▸ **DATA SUPPLIED**
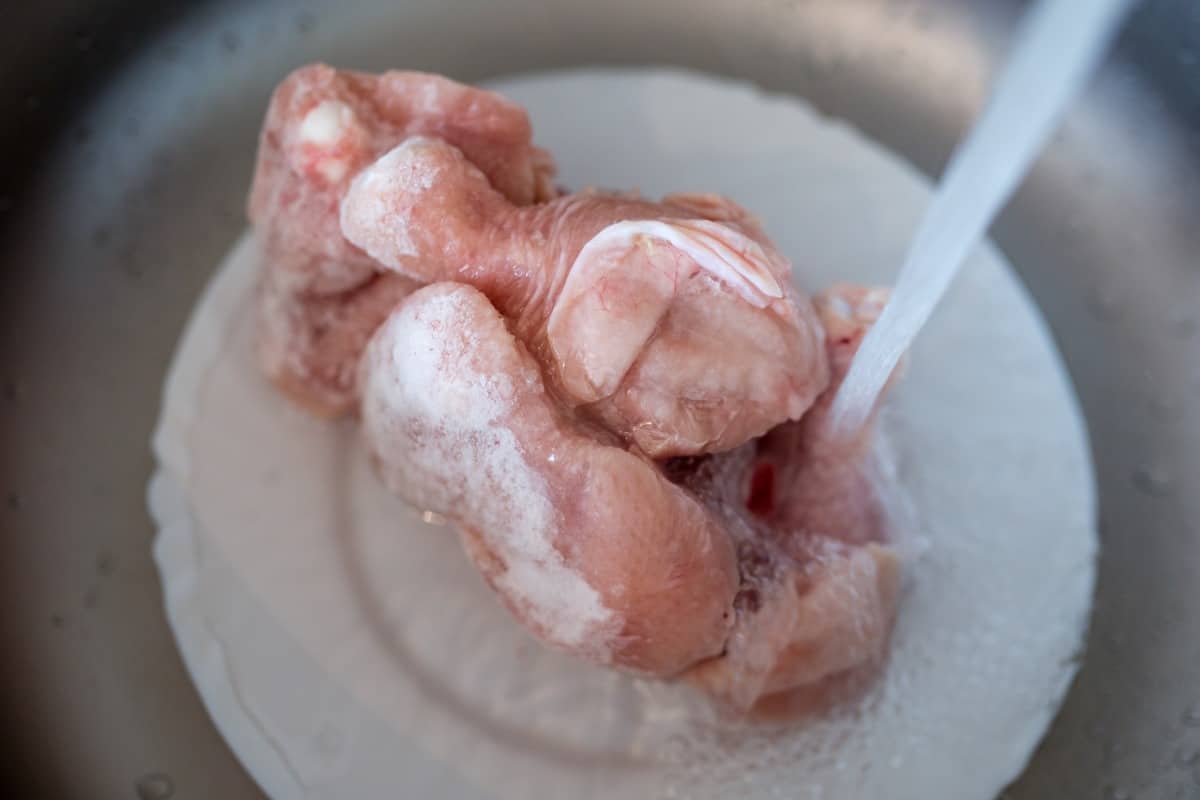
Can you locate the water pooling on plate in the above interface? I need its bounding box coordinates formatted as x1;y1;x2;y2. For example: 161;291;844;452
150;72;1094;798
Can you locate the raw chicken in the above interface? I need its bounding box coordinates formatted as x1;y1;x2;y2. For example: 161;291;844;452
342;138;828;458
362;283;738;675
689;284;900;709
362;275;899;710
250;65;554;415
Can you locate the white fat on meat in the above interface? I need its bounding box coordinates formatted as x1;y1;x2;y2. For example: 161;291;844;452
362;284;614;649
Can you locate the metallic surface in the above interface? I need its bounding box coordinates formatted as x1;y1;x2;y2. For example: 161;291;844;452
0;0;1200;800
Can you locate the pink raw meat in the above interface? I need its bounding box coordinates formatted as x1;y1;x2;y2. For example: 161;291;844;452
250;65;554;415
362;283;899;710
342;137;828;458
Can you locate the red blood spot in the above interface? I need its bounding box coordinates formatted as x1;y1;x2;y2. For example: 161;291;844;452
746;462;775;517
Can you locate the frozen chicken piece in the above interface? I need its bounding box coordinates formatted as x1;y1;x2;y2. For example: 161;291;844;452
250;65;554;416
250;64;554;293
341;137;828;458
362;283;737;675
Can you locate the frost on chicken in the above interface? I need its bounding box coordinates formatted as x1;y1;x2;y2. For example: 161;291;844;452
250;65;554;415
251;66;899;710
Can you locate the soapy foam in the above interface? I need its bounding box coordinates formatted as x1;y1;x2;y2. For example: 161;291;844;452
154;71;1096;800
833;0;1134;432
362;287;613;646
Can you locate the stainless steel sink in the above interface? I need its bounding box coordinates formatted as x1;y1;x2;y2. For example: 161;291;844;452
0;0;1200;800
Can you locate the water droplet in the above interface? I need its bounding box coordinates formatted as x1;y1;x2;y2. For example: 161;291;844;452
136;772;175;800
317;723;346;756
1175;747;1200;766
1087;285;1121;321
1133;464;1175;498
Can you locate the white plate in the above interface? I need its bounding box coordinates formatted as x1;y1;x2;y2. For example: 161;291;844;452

▸ **REQUIREMENTS**
Swap "interface" for "photo" throughout all of the items above, changing nothing else, and omit the pictures from your version.

▸ **EXERCISE OUTPUT**
Can you locate the water pooling on plate in the above photo? I need its bounding box coordinates formatted as x1;y1;x2;y2. For example: 161;291;844;452
150;72;1094;798
Can you locate the raw chicken in the above photo? I need its bounding box coordinates formatted as x1;y1;x2;y2. For example: 161;291;844;452
342;138;828;458
362;283;738;675
689;284;900;709
362;275;899;710
250;65;554;415
Can you locate the white fat on meat in the above photo? I need its bounding box coordinates formatted as x1;y1;x2;y2. For example: 161;291;844;452
362;284;614;649
Can you locate the metallic surface in the above photo? I need its bounding box coordinates formatted as x1;y1;x2;y2. For example: 161;291;844;452
0;0;1200;800
Can you locate the pink raw meat in the above photo? I need its bounding box coordinates formatted as x1;y1;x2;y2. For example: 161;291;844;452
250;65;554;415
362;283;899;710
342;137;828;458
Can you locate the red blood spot in the above photo? I need its bounding box coordinates formatted as x1;y1;x2;y2. For example: 161;291;844;452
746;462;775;517
Can you locate the frozen chicken piece in the above photo? I need its bounding box coordinates formatted as x1;y1;x2;y2. For example: 161;291;844;452
250;65;554;416
250;64;554;293
341;137;828;458
362;283;737;675
Can you locate the frost on chicken in the above photo? I need its bounding box coordinates formatted as x1;y1;x2;y2. For example: 161;291;844;452
250;65;554;415
251;66;899;710
Can you locate the soapy foam in the above photo? I need its bounding box coordinates formatted as x1;y1;x2;y2. For example: 161;291;844;452
154;71;1096;800
833;0;1134;432
362;287;613;646
Can you locate the stainless steel sink in the above photo? I need its bounding box coordinates formatted as x1;y1;x2;y2. For example: 161;291;844;452
0;0;1200;800
Can you locate the water droplet in the above photo? I need its bounding box coordinates formatted as x1;y1;x2;y2. For example: 161;291;844;452
136;772;175;800
317;723;346;756
1175;747;1200;766
1087;285;1121;321
1133;464;1175;498
Can you locate the white plate in the above photo? I need its bounding box coordinates formatted as x1;y1;x2;y2. For example: 161;291;844;452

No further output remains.